Work order: Return all the data, word for word.
BEGIN Records for this exercise
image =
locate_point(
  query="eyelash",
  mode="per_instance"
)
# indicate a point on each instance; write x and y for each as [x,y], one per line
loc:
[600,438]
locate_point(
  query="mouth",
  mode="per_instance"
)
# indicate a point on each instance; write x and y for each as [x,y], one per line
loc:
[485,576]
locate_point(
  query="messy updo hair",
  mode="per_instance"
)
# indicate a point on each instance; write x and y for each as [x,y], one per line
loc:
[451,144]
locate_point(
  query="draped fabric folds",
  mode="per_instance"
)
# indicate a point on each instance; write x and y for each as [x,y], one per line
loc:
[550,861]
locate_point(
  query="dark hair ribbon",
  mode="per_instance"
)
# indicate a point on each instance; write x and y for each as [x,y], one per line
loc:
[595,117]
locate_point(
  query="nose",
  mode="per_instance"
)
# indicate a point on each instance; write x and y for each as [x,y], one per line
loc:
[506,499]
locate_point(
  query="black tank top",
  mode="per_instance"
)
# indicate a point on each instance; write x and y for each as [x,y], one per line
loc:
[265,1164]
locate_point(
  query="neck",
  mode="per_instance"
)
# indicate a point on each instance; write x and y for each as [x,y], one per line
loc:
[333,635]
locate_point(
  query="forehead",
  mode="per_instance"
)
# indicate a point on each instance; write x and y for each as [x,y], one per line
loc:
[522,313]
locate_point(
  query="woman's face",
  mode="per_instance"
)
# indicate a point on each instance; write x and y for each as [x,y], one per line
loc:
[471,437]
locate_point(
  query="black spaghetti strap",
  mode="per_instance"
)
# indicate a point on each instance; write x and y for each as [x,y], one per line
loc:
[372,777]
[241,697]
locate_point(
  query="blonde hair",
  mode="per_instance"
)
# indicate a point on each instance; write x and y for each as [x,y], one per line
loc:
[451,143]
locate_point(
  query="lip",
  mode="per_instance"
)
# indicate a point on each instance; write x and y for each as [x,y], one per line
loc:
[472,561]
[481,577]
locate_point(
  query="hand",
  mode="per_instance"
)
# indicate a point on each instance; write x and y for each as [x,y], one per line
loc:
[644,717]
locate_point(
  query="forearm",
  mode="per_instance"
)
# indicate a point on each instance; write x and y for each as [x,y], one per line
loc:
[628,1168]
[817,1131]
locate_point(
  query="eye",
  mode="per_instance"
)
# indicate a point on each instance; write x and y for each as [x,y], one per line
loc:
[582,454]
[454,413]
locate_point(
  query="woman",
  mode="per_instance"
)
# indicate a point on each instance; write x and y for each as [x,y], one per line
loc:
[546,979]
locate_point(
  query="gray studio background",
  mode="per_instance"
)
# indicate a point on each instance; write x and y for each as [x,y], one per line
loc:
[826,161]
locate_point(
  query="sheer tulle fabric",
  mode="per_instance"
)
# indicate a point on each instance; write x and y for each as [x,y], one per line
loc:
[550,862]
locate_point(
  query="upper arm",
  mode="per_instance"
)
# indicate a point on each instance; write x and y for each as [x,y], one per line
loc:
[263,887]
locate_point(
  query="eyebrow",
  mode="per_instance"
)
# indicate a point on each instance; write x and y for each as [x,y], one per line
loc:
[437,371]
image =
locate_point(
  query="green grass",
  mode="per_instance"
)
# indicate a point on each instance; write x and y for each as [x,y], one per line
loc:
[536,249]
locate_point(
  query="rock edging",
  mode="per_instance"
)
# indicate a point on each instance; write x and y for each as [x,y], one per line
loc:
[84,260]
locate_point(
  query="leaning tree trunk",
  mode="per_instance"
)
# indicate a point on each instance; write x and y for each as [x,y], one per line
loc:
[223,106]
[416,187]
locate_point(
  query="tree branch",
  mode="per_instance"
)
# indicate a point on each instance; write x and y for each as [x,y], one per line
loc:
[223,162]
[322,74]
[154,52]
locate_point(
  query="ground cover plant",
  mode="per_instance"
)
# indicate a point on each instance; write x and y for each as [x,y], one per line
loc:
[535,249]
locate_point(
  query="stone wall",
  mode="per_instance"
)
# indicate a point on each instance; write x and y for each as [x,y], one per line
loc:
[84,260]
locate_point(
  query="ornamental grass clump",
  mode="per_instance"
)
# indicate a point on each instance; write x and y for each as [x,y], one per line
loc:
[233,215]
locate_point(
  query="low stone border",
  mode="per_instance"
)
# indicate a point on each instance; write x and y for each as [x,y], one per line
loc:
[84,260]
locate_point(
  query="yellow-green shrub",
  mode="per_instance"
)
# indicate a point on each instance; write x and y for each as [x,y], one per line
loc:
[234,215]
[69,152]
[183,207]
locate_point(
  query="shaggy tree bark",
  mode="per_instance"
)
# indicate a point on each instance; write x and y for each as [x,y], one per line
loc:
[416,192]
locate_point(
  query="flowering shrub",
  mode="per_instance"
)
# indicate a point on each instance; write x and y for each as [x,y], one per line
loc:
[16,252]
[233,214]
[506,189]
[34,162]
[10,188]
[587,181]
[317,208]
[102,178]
END Records for this exercise
Written response:
image =
locate_point(
  query="eyelash",
  mode="per_instance"
)
# indicate a point on each instance; write x and y for each as [x,y], one per line
loc:
[600,438]
locate_point(
  query="mouth",
  mode="per_instance"
)
# indicate a point on each instance; write x and y for each as [x,y], one per line
loc:
[485,576]
locate_point(
  query="messy updo hair",
  mode="per_instance"
)
# indicate a point on each instance; write x and y for each as [x,y], one per line
loc:
[451,144]
locate_point(
  query="draped fabric folds",
  mode="per_instance"
)
# indicate a point on each instance; write x and y for each as [x,y], one per line
loc:
[550,861]
locate_point(
  query="dark hair ribbon",
  mode="per_instance"
)
# indicate a point on each instance; write x and y for each as [x,y], one per line
loc:
[595,117]
locate_point(
  query="nose",
  mode="per_instance"
)
# indicate a point on each instance; write x and y for each as [x,y], one per line
loc:
[506,499]
locate_point(
  query="black tank top",
  mode="per_instance"
)
# indicate a point on each instance; write x and y for each as [x,y], one per line
loc:
[265,1164]
locate_point(
  query="neck",
  mode="per_instance"
)
# indicate a point on each instance; write x and y for each as [x,y], one per line
loc:
[333,635]
locate_point(
  query="forehead",
  mode="per_instance"
)
# indicate a point on each instance; write x and y for each as [x,y], one per line
loc:
[522,313]
locate_point(
  query="woman's face",
  mode="per_instance"
)
# indicate a point on each instance; write x and y for each as [x,y], one per line
loc:
[471,437]
locate_point(
  query="black spaghetti strap",
  mode="per_instance"
)
# indicate a point on each instance; write x and y for each as [x,y], one per line
loc:
[372,777]
[241,697]
locate_point(
  query="blonde hair",
  mode="per_instance"
)
# indicate a point on each instance; write x and y for each as [x,y], one per line
loc:
[451,143]
locate_point(
  query="lip",
  mode="per_instance"
)
# indicate a point on each instance; write x and y for each as [x,y], one per line
loc:
[472,561]
[481,577]
locate_point(
  query="hand",
  mode="per_instance"
)
# indicate a point on each instance; write x and y for each as [x,y], one per line
loc:
[644,717]
locate_point(
  query="forearm",
  mode="per_instance"
)
# indicate a point on each instance; write x and y for each as [x,y], one per line
loc:
[628,1168]
[817,1131]
locate_point(
  query="eye",
  mode="per_instance"
)
# indicate a point on each instance; write x and y for each as [x,y], one per line
loc:
[582,454]
[454,413]
locate_point(
  query="woman",
  mode="per_instance"
)
# indicate a point on each instance; write x and y for each as [x,y], one per line
loc:
[546,979]
locate_point(
  query="gray studio background",
  mode="per_instance"
)
# indicate a point on each instance; write x and y for each as [x,y], one per line
loc:
[826,161]
locate_point(
  query="sheer tulle fabric",
  mode="per_instance"
)
# indicate a point on each instance; write x and y for each as [x,y], one per line
loc:
[550,862]
locate_point(
  query="upper arm",
  mode="per_instance"
)
# indicate a point on each instance; write x and y for each as [x,y], one per line
loc:
[263,887]
locate_point(
  query="eyebrow",
  mode="per_instance"
)
# indicate a point on each instance; write x and y for each as [x,y], one per line
loc:
[437,371]
image =
locate_point(
  query="green grass",
  mode="per_instance"
)
# indicate a point on each instance; write x and y for each as [x,y], one per line
loc:
[536,249]
locate_point(
  query="rock edging",
  mode="per_instance"
)
# indicate a point on each instance; write x and y for each as [x,y], one per line
loc:
[84,260]
locate_point(
  query="leaning tree trunk",
  mode="per_instance"
)
# indicate a point on each instance; write x and y for each as [x,y], one per line
loc:
[223,106]
[416,187]
locate_point(
  query="tree branch",
  mode="per_instance"
)
# indicate a point on each instance; write x and y for each as [x,y], one per line
loc:
[223,162]
[322,74]
[154,52]
locate_point(
  query="ground cover plant",
  mode="per_instance"
)
# indicate a point on each instance; write x and y for each as [x,y], one per line
loc:
[535,249]
locate_point(
  query="stone wall",
  mode="per_instance"
)
# indicate a point on each instance; write x and y for each as [x,y], one per line
loc:
[84,260]
locate_point(
  query="ornamental grass clump",
  mode="per_instance"
)
# indicate a point on each instance; write x and y for each as [x,y], one per line
loc:
[233,215]
locate_point(
  query="low stone border",
  mode="per_instance"
)
# indicate a point on each instance; write x and y for each as [x,y], one per line
loc:
[84,260]
locate_point(
  query="yellow-green shrub",
  mode="per_instance"
)
# indicate a point on each instance; write x and y for each as [x,y], one per line
loc:
[234,215]
[69,152]
[183,207]
locate_point(
  query="shaggy tree bark",
  mode="per_instance"
)
# indicate a point on each instance; write x and y for each as [x,y], one per line
loc:
[416,192]
locate_point(
  query="flowering shrub",
  mode="per_instance"
)
# indicate a point on each instance; write x and y for each as [x,y], one per line
loc:
[16,252]
[233,214]
[506,189]
[34,162]
[10,188]
[587,181]
[317,208]
[102,178]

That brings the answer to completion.